* Provided text *
---+---

2011 Volvo S60 T6
 2011 Volvo S60 T6
 2011 Volvo S60 T6
 2011 Volvo S60 T6
 2011 Volvo S60 T6
 2011 Volvo S60 T6
 2011 Volvo S60 T6
 2011 Volvo S60 T6
 2011 Volvo S60 T6
 2011 Volvo S60 T6
 2011 Volvo S60 T6
 2011 Volvo S60 T6
 2011 Volvo S60 T6
 2011 Volvo S60 T6
 2011 Volvo S60 T6

In a segment that includes the Mercedes-Benz C-Class, Lexus IS and Acura TL, along with more driver-oriented machines like the BMW 3 Series, Audi A4 and Infiniti G37, the Volvo S60 used to get lost in the shuffle somewhat. A fresh version could now emerge as a major player.

Volvo set out to make its 2011 S60 sedan the “sportiest and most dynamic Volvo ever.” Providing a big shove in that direction is an improved version of the 3.0-liter turbocharged straight-six engine that puts out 300 horsepower and an impressive 325 pound-feet of torque. Power is up by 10 percent; so is fuel economy by the same figure. And owners can select their own levels of sportiness and ride comfort, utilizing all-wheel drive plus three choices of suspension and steering settings.

This new S60 also proves that amped-up performance and swoopy styling can still coexist with traditional Volvo virtues such as a comprehensive array of advanced safety features including Pedestrian Detection with Full Auto Brake.


Inside lines

Emphasizing the car’s dynamic, driver-oriented personality, Jonathan Disley, Volvo’s head of interior design, drew inspiration from the shape of a race circuit. The cabin features uninterrupted lines that, as Disley puts it, “embrace the driver’s cockpit.” To complete that feeling, the gauges and Volvo’s “floating” center stack are angled 15 degrees toward the driver. One upgrade is a console-mounted, seven-inch, high-resolution color display for navigation and infotainment that is controlled with buttons mounted on the steering wheel.

Disley also added a modish three-spoke sports steering wheel. With all the curves and satin-finish accents throughout the interior, the S60 T6 comes across as a driver’s machine while avoiding the stark, dark landscapes of its German competitors. Adding to the user-friendly atmosphere are contemporary Scandinavian-style leather-covered sports seats with supportive side bolsters. Rear passengers are also treated to comfortable seats, including the raised central area that can accommodate a fifth passenger.

Those in the back enjoy 2.1 inches of additional legroom, thanks to a 2.4-inch stretch of the wheelbase. Although overall vehicle size remains similar to the outgoing S60.


Volvo designs outside the box

From the shape of its grille, large Volvo emblem, slicked-back headlamps and aggressive air intakes, it’s clear the new S60 intends to shake off the stodgy looks of its ancestors. A contoured arc flows up from the hood, over the roof and continues along sloping C-pillars toward the tail lamps.

---+---

* Given entries *
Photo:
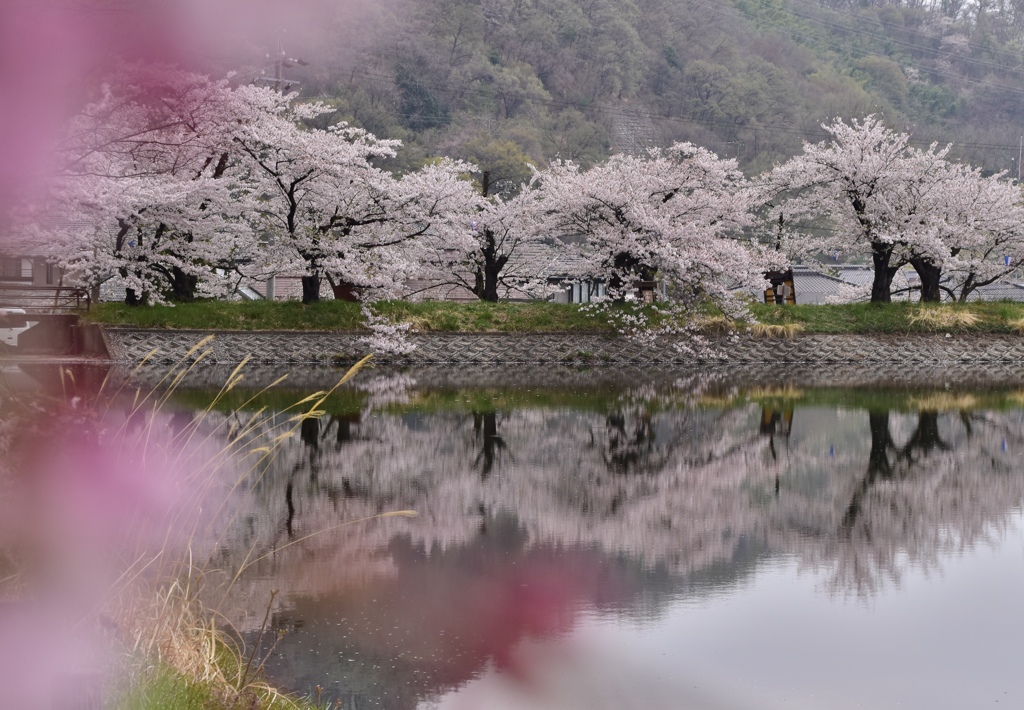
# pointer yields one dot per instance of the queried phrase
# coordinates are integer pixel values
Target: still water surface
(657, 545)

---+---

Reproduce the passage of the Volvo S60 review between "Emphasizing the car’s" and "the steering wheel.", inclusive. The items were drawn from a source unrelated to the Volvo S60 review.

* Answer for the task *
Emphasizing the car’s dynamic, driver-oriented personality, Jonathan Disley, Volvo’s head of interior design, drew inspiration from the shape of a race circuit. The cabin features uninterrupted lines that, as Disley puts it, “embrace the driver’s cockpit.” To complete that feeling, the gauges and Volvo’s “floating” center stack are angled 15 degrees toward the driver. One upgrade is a console-mounted, seven-inch, high-resolution color display for navigation and infotainment that is controlled with buttons mounted on the steering wheel.